▸ 本文抜粋:
═══

リリース判定基準・テストの実施状況は進捗確認から
テストの実施状況はどうやって判定しましょうか
ソフトのリリース判定を行う時に使う4つの判定基準(テストの品質、残存バグ、プロダクト品質、プロセス品質)のうち、この記事ではテスト品質の良し悪しを判定す方法について考えます。グータラ親父はテストの品質をテストの量と個々のテストの種類とテストの実施状況とバグの状況の4つの視点から見ていました。
テスト品質の良し悪しを判定する視点のうち3つ目がテストの実施状況です。テストには色々な種類がありますが。リリース判定の時に最も注意するのはシステムテストですので、この記事でテストと書いてある場合には、システムテストの事だと思って下さい。さて、テストは計画を立てて、テスト設計を行って、ひとつひとつのテスト項目についてテスト実行をしていきます。テストを実行してる時の状況がテストの実施状況なのですが、このテストの実施状況からテスト品質について何が判るでしょうか?
グータラ親父はテストの実施状況については、主に以下の3つの事を確認してテスト品質の判定のための情報としていました。

═══

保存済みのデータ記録
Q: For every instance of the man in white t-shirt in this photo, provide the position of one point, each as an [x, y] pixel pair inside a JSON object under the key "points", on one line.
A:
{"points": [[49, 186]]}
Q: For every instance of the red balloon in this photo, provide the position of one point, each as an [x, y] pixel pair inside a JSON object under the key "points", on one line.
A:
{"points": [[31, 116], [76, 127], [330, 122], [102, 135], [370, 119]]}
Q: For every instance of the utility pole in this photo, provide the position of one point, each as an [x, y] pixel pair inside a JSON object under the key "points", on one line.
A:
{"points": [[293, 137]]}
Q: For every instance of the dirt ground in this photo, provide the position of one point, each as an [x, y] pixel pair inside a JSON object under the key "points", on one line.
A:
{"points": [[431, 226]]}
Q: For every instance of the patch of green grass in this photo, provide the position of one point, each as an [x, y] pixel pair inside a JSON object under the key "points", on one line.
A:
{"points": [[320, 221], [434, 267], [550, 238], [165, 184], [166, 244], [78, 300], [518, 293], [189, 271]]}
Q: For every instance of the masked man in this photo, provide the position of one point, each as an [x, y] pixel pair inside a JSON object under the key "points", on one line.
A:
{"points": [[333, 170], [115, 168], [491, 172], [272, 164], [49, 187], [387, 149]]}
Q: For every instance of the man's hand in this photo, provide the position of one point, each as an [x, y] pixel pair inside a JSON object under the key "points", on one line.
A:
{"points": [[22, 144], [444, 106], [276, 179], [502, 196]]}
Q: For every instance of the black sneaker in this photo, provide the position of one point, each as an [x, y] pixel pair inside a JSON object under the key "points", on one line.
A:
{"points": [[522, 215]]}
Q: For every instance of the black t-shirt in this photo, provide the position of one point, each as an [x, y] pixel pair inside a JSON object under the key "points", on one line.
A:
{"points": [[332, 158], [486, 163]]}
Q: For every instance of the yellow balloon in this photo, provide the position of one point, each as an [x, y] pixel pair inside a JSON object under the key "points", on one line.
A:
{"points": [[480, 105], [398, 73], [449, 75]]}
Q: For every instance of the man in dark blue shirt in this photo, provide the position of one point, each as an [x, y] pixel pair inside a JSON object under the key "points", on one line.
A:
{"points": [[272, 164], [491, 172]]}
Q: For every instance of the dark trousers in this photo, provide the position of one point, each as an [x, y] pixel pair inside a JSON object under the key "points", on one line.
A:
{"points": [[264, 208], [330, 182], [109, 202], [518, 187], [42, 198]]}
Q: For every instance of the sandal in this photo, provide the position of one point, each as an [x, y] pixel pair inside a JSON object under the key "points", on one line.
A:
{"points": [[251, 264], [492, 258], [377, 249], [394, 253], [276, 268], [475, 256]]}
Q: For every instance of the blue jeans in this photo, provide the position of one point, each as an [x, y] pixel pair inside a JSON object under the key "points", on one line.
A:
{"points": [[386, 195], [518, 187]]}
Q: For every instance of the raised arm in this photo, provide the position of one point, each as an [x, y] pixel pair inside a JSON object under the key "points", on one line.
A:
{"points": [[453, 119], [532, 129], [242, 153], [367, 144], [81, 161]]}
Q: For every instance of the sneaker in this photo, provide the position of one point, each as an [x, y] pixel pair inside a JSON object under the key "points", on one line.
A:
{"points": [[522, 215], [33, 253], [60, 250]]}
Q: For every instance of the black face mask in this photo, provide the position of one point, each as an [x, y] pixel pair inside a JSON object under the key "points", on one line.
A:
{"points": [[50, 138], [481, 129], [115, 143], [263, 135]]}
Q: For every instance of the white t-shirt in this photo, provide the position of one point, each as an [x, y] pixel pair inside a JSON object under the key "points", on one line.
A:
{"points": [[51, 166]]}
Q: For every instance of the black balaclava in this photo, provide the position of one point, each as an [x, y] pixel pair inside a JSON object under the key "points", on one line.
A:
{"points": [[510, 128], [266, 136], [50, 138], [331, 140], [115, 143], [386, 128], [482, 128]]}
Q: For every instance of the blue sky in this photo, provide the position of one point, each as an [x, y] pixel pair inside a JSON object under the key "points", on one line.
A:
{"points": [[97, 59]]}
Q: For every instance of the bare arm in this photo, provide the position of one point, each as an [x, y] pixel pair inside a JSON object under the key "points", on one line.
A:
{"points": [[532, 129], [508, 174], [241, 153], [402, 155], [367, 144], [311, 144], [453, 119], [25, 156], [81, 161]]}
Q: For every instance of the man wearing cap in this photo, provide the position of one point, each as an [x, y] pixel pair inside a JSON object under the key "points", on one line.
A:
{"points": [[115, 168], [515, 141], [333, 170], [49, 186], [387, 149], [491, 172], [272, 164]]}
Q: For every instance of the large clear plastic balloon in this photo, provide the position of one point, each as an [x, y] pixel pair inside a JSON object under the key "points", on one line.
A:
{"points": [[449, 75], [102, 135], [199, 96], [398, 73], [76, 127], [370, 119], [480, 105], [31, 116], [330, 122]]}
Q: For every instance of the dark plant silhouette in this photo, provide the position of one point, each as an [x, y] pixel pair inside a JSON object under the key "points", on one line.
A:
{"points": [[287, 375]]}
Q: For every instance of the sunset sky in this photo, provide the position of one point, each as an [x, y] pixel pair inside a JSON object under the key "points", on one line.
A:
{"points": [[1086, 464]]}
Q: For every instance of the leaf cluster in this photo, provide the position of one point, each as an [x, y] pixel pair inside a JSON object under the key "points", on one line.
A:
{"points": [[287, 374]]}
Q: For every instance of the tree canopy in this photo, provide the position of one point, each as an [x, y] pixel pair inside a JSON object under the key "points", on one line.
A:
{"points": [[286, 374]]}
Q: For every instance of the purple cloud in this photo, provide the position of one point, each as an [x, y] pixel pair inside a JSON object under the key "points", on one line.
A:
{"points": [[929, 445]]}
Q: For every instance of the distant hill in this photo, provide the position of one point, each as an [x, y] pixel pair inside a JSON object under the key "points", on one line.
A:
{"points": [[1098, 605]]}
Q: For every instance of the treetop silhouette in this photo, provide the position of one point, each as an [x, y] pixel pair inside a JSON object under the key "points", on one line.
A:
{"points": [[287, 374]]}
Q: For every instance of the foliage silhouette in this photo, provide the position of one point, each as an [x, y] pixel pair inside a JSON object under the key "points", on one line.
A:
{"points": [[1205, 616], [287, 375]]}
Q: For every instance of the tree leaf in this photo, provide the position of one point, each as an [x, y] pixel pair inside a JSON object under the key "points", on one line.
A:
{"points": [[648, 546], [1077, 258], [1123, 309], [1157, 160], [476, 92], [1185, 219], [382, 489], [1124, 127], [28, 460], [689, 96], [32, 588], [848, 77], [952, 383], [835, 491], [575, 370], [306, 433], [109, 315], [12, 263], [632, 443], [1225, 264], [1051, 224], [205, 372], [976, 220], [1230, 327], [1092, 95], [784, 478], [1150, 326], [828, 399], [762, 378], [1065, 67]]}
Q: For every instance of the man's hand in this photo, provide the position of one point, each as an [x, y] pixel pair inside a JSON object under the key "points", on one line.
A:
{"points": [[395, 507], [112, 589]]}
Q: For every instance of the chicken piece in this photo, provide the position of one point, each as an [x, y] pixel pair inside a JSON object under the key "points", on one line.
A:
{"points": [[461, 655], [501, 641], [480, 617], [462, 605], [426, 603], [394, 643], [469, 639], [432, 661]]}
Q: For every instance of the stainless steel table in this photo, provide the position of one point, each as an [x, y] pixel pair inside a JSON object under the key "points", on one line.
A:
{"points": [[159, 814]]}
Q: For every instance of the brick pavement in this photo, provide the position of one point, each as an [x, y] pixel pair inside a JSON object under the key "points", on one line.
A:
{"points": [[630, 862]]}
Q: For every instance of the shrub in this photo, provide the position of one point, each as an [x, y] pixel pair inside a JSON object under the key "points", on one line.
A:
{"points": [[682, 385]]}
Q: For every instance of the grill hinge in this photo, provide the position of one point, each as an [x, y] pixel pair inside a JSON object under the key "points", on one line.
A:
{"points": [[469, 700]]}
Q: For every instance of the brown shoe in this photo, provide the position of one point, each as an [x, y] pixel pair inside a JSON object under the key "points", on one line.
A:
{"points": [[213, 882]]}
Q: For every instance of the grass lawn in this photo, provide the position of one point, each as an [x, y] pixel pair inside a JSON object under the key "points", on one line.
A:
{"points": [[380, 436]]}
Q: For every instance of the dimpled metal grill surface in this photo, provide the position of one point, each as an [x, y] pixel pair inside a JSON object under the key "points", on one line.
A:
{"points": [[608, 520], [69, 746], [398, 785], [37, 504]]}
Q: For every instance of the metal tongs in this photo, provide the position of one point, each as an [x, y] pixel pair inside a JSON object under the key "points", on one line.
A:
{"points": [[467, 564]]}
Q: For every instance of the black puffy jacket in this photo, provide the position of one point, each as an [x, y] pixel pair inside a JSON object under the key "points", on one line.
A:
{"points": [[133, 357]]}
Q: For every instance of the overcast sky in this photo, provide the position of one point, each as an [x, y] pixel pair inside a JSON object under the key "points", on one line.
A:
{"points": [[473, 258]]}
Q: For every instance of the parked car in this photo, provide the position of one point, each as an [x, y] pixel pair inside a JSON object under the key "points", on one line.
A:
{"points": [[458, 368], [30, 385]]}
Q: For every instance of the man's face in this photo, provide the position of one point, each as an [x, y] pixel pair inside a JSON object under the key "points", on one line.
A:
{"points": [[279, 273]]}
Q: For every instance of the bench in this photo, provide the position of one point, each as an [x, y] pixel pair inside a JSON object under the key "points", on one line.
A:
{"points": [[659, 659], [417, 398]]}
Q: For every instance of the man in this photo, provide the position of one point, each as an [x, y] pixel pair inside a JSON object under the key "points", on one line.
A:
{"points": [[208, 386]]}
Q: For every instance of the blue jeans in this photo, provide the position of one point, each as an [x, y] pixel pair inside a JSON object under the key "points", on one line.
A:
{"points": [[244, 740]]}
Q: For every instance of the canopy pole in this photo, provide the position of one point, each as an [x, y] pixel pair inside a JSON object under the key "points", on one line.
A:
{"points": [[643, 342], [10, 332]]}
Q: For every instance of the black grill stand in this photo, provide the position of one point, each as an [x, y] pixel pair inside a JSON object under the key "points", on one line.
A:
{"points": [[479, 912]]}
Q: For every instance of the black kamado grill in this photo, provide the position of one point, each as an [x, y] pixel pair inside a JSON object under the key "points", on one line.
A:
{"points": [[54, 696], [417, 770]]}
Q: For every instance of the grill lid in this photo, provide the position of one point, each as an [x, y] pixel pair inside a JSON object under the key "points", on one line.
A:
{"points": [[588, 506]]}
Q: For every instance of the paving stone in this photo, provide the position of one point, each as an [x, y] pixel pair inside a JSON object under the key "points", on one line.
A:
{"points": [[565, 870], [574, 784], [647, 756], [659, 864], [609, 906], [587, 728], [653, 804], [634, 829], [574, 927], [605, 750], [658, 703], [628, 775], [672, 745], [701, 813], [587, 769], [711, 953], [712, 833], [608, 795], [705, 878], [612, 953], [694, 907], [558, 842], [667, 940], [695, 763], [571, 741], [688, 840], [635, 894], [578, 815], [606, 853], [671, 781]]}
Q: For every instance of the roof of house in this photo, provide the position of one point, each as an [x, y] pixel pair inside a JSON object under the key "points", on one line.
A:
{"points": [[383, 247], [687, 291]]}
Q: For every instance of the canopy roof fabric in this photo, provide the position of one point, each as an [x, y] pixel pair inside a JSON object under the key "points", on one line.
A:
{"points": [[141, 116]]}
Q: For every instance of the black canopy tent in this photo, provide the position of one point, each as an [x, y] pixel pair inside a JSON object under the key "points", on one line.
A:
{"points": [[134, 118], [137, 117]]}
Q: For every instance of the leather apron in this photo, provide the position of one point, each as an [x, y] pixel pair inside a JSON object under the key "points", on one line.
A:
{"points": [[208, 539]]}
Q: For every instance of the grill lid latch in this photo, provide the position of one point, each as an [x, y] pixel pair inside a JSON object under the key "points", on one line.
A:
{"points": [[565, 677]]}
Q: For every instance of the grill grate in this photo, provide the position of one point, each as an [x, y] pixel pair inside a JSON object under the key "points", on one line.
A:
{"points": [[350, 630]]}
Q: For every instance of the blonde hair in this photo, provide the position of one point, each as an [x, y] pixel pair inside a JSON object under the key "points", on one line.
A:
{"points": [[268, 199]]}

═══

▸ やること:
[1] 本文抜粋によると、リリース判定の時に最も注意するテストは何か。
[2] 本文抜粋の「リリース判定基準・テストの実施状況は進捗確認から」から「4つの視点から見ていました。」まで（両端を含む）を、「リリース判定」を「出荷判定」に更新して書き直してください。

▸ 演習の解答:
[1] システムテスト。

[2]
出荷判定基準・テストの実施状況は進捗確認から
テストの実施状況はどうやって判定しましょうか
ソフトの出荷判定を行う時に使う4つの判定基準(テストの品質、残存バグ、プロダクト品質、プロセス品質)のうち、この記事ではテスト品質の良し悪しを判定す方法について考えます。グータラ親父はテストの品質をテストの量と個々のテストの種類とテストの実施状況とバグの状況の4つの視点から見ていました。